* Selected passage:

——————————

Fun fact: Studies have found that pets can help develop positive social behaviors in autistic children.
“Why can’t you be like everyone else? You’re weird. I don’t want to talk to you.” Those statements had been ingrained in my mind for so long that I just accepted them as part of the daily life of someone who has Asperger’s. As I entered high school and college, I could feel the eyes of strangers intently locked on me, waiting for me to make that one awkward expression or statement that made absolutely no sense. At home, it wasn’t much better. I went to bed confused, even frightened, by this condition that had taken hold of me and had no intention of ever leaving.
In August 2011, my life forever changed when I was offered a position with the federal government. It was the chance of a lifetime, one I had imagined for so long when I was a student. I was fascinated by the history of our country and the workings of Congress. Whenever I pictured the heartbeat of our democracy, one city came to the forefront — Washington, D.C. I closed my eyes and visualized what it must have been like to be part of the Continental Congress, to have your name called as you were asked to sign what would become the greatest and most important document ever created. In my eyes, it was not a privilege, but an honor to be living and working in one of the most special cities anywhere.
The first day I found myself on the Metro, traveling to the office, I could hardly believe it was happening! In the crowd of well-dressed commuters, I was one of them. However, I began to face the frustrations of being an “Aspie” more each day. I attended social events such as speed dating and black-tie galas, only to discover that instead of fitting in I was standing out in all the wrong ways. I’d return home feeling bitterly disappointed and tormented, asking why I had to be different. I made small talk at work, but still found it a challenge to maintain a steady conversation — until the day one of my co-workers posed a question: “Have you considered adopting a pet?”
It was like a thunderbolt out of a clear blue sky. When I was growing up on Long Island, we had tried to welcome pets into our household, but failed miserably twice. The first time was with a gray Labrador named Jason, who loved my brother and me, but not my parents — so he was given away. The tears I cried that day could have filled the Chesapeake Bay. Three years later, we adopted a Basset Hound named Barney with the cutest floppy ears and a sad expression. When we were eating, he’d put his jaw on our knees and stare at us with droopy eyes. How could we not love him? But one night, my grandmother came over, and Barney decided to eat her pink slippers for dinner. Two days later, he was returned to the shelter.

——————————

* Available data:
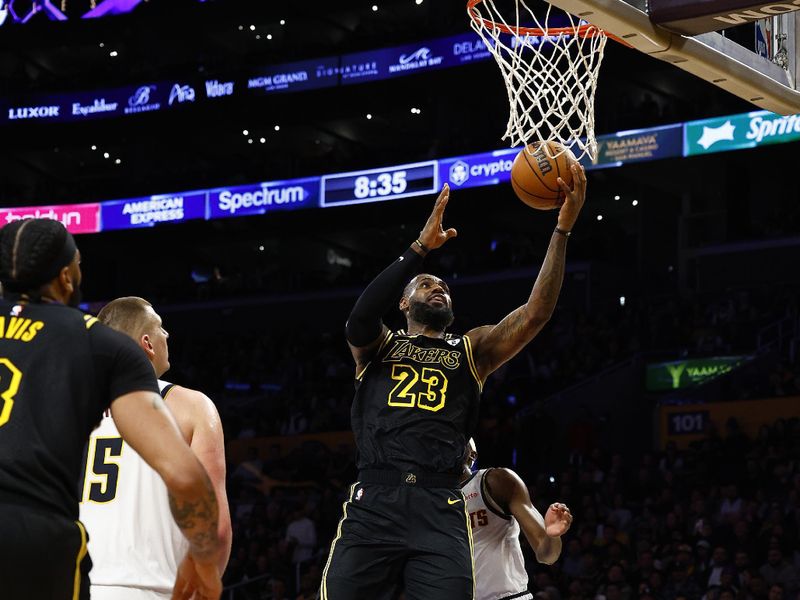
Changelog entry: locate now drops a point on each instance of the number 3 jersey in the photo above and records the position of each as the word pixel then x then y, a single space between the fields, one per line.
pixel 59 370
pixel 133 539
pixel 416 404
pixel 499 565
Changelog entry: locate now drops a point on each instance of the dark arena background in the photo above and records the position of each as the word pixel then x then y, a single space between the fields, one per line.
pixel 661 402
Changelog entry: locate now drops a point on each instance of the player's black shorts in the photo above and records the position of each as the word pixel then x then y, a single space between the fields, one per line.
pixel 401 536
pixel 42 556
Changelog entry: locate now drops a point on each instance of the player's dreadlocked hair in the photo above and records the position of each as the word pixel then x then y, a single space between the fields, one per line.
pixel 31 253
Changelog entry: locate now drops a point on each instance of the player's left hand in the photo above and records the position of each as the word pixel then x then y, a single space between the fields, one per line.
pixel 197 581
pixel 573 198
pixel 558 519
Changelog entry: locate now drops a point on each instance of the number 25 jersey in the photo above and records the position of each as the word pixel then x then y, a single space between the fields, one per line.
pixel 416 404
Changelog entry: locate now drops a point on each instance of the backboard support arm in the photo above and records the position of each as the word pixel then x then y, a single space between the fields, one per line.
pixel 709 56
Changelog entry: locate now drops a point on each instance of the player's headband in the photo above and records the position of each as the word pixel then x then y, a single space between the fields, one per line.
pixel 61 254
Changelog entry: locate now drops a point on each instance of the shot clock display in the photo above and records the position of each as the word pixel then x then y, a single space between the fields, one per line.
pixel 379 184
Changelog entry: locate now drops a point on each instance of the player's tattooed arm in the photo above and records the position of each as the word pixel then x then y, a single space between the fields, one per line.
pixel 197 517
pixel 147 425
pixel 494 345
pixel 365 330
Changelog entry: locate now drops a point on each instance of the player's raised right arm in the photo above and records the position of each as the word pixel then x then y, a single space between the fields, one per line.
pixel 365 330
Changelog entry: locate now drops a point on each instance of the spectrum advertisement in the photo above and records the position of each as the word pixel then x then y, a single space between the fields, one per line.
pixel 260 198
pixel 385 183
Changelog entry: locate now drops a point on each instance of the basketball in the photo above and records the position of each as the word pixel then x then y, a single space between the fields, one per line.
pixel 535 173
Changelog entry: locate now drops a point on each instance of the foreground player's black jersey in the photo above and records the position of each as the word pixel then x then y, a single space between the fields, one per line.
pixel 59 370
pixel 416 404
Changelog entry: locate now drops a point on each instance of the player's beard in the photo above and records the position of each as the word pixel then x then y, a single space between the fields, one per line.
pixel 437 318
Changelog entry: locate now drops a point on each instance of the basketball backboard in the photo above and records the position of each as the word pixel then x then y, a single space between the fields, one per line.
pixel 770 82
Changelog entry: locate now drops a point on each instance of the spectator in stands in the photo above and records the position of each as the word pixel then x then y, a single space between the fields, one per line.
pixel 301 533
pixel 777 570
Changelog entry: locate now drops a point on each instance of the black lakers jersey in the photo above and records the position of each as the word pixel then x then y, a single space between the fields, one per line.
pixel 59 370
pixel 416 404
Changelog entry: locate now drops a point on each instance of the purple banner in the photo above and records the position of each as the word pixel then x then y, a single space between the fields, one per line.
pixel 294 77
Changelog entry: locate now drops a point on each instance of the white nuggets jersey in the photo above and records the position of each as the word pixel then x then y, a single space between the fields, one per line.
pixel 133 539
pixel 499 565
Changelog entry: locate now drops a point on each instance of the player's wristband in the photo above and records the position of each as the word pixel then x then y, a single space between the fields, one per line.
pixel 563 232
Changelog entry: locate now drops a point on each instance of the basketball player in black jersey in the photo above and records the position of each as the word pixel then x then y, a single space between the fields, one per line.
pixel 416 405
pixel 59 370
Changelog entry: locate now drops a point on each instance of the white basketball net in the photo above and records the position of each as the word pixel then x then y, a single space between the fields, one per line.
pixel 551 80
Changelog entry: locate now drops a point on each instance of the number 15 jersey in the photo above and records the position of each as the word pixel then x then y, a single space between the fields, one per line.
pixel 133 539
pixel 416 404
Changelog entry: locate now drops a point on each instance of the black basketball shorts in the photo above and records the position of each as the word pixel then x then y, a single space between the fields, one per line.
pixel 42 556
pixel 401 537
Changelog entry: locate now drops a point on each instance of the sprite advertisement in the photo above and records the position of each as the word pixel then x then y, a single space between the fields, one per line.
pixel 683 374
pixel 737 132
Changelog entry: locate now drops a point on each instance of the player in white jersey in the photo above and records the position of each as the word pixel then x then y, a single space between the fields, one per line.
pixel 135 546
pixel 499 506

——————————

* Required work:
(1) Answer these from the essay on living with Asperger's:
(a) In what month and year was the writer offered a position with the federal government?
(b) What breed of dog was Barney?
(c) Where did the writer grow up?
(2) According to the essay on living with Asperger's, why was the gray Labrador named Jason given away?

* Results of the exercise:
(1)
(a) August 2011
(b) A Basset Hound
(c) Long Island

(2) Jason loved the writer and the writer's brother but not their parents, so he was given away.